Stored entries =
/---

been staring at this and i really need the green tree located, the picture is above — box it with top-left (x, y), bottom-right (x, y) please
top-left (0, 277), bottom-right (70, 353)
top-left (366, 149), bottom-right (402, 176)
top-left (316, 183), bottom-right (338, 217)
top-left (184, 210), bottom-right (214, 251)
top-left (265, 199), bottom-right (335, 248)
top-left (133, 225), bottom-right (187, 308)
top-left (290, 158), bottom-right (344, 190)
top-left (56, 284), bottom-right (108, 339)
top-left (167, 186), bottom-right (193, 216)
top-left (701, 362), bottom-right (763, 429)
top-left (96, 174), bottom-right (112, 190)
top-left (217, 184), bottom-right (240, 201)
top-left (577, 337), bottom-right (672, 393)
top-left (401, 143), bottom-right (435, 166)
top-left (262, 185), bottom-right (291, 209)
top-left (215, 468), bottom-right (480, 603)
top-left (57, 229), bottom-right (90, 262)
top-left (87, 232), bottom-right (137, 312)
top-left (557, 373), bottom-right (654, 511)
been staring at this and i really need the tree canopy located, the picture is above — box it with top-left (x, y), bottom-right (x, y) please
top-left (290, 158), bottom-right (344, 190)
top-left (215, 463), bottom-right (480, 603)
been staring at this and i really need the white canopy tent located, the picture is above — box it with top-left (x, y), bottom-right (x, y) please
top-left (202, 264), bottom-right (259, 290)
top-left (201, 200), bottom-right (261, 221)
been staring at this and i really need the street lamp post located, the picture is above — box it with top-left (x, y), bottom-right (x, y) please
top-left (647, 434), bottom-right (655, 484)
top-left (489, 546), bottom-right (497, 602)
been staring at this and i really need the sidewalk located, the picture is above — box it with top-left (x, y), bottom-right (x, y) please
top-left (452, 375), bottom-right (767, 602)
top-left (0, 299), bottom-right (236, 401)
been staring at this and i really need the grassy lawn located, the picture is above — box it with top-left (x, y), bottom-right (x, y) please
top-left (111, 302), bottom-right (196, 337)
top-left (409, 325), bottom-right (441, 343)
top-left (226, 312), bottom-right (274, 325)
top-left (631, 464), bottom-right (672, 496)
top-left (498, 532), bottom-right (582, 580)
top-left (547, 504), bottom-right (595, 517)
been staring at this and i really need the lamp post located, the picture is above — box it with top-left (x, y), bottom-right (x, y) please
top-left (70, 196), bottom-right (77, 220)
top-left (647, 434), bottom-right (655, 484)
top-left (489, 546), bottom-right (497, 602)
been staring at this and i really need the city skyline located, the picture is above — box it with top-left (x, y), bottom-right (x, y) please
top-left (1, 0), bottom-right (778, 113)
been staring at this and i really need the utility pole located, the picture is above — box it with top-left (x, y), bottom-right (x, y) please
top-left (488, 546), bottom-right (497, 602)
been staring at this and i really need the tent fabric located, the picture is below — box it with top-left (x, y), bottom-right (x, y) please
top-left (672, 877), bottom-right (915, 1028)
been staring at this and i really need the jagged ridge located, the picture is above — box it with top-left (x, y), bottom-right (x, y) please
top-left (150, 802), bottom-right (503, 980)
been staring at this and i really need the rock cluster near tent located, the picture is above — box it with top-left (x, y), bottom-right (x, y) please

\---

PROBLEM TO WORK ON =
Reproduce all the records shown above, unchanged.

RESPONSE TO THIS EXERCISE =
been staring at this and i really need the green tree located, the picture is above — box it with top-left (x, y), bottom-right (x, y) please
top-left (0, 277), bottom-right (70, 353)
top-left (366, 149), bottom-right (402, 176)
top-left (316, 183), bottom-right (338, 217)
top-left (184, 210), bottom-right (214, 251)
top-left (265, 199), bottom-right (335, 248)
top-left (133, 225), bottom-right (187, 308)
top-left (290, 158), bottom-right (344, 190)
top-left (56, 284), bottom-right (108, 339)
top-left (167, 186), bottom-right (193, 216)
top-left (701, 362), bottom-right (763, 429)
top-left (96, 174), bottom-right (112, 190)
top-left (217, 184), bottom-right (240, 201)
top-left (577, 337), bottom-right (672, 393)
top-left (401, 143), bottom-right (435, 166)
top-left (262, 185), bottom-right (291, 209)
top-left (215, 468), bottom-right (480, 603)
top-left (57, 229), bottom-right (90, 262)
top-left (87, 232), bottom-right (137, 312)
top-left (557, 373), bottom-right (654, 511)
been staring at this and i really need the tree canopy located, the picture is above — box it with top-left (x, y), bottom-right (x, y) please
top-left (290, 158), bottom-right (344, 190)
top-left (215, 463), bottom-right (480, 603)
been staring at this and i really need the white canopy tent located, the picture is above — box it with top-left (x, y), bottom-right (x, y) please
top-left (202, 264), bottom-right (259, 290)
top-left (201, 200), bottom-right (261, 221)
been staring at this and i really need the street lamp post located, the picture is above — box it with top-left (x, y), bottom-right (x, y) please
top-left (647, 434), bottom-right (655, 484)
top-left (489, 546), bottom-right (497, 602)
been staring at this and i really need the sidewalk located, the picture is above — box it with top-left (x, y), bottom-right (x, y) please
top-left (452, 375), bottom-right (767, 602)
top-left (0, 299), bottom-right (236, 401)
been staring at this and i really need the grassy lawn located, the picture is above — box it with top-left (x, y), bottom-right (x, y) please
top-left (111, 302), bottom-right (196, 337)
top-left (409, 325), bottom-right (441, 343)
top-left (226, 312), bottom-right (274, 325)
top-left (631, 464), bottom-right (672, 496)
top-left (498, 532), bottom-right (582, 580)
top-left (547, 504), bottom-right (595, 517)
been staring at this and i really need the lamp post located, the picture is above — box it with top-left (x, y), bottom-right (x, y) please
top-left (70, 196), bottom-right (77, 220)
top-left (647, 434), bottom-right (655, 484)
top-left (489, 546), bottom-right (497, 602)
been staring at this and i really need the city skyline located, the picture is above — box it with top-left (x, y), bottom-right (x, y) please
top-left (1, 0), bottom-right (778, 113)
been staring at this and i really need the utility pole located, the picture is above — box it with top-left (x, y), bottom-right (x, y) please
top-left (488, 546), bottom-right (497, 602)
been staring at this and i really need the tent fabric located, the picture is below — box it with top-left (x, y), bottom-right (x, y) please
top-left (672, 877), bottom-right (915, 1028)
been staring at this and i really need the jagged ridge located, the picture is above — box it with top-left (x, y), bottom-right (x, y) please
top-left (150, 802), bottom-right (503, 980)
been staring at this and i really need the rock cluster near tent located, the picture is above — box it with top-left (x, y), bottom-right (x, y) please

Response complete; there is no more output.